======== Data section

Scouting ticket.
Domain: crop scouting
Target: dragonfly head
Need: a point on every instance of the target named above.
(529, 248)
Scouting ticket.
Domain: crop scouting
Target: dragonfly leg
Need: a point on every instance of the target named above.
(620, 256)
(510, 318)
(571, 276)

================
======== Data section

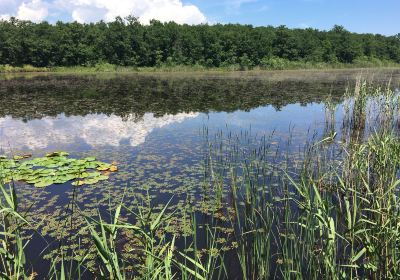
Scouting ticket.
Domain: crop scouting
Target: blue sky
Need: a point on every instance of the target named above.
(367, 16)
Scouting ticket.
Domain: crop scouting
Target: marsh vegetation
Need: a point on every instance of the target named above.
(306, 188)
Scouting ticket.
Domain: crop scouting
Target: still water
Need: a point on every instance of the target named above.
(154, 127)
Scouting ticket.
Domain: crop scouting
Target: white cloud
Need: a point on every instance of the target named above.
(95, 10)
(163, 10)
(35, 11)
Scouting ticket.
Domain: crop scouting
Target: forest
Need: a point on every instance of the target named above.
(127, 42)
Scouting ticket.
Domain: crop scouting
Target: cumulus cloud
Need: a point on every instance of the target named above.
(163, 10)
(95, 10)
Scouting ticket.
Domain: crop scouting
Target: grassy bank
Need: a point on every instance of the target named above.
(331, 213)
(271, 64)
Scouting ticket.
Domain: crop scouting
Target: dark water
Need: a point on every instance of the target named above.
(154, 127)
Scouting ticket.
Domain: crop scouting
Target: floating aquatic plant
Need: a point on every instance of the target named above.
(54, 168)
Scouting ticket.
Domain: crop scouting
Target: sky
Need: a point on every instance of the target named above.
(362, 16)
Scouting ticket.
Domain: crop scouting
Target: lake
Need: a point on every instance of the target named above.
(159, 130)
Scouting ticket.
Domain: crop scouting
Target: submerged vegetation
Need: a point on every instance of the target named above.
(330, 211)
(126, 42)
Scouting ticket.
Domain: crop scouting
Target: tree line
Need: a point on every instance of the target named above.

================

Work to be completed:
Count the lines in the entries above that contain the string "cloud", treating uppercase and lowercase as different, and give only the number.

Solution below:
2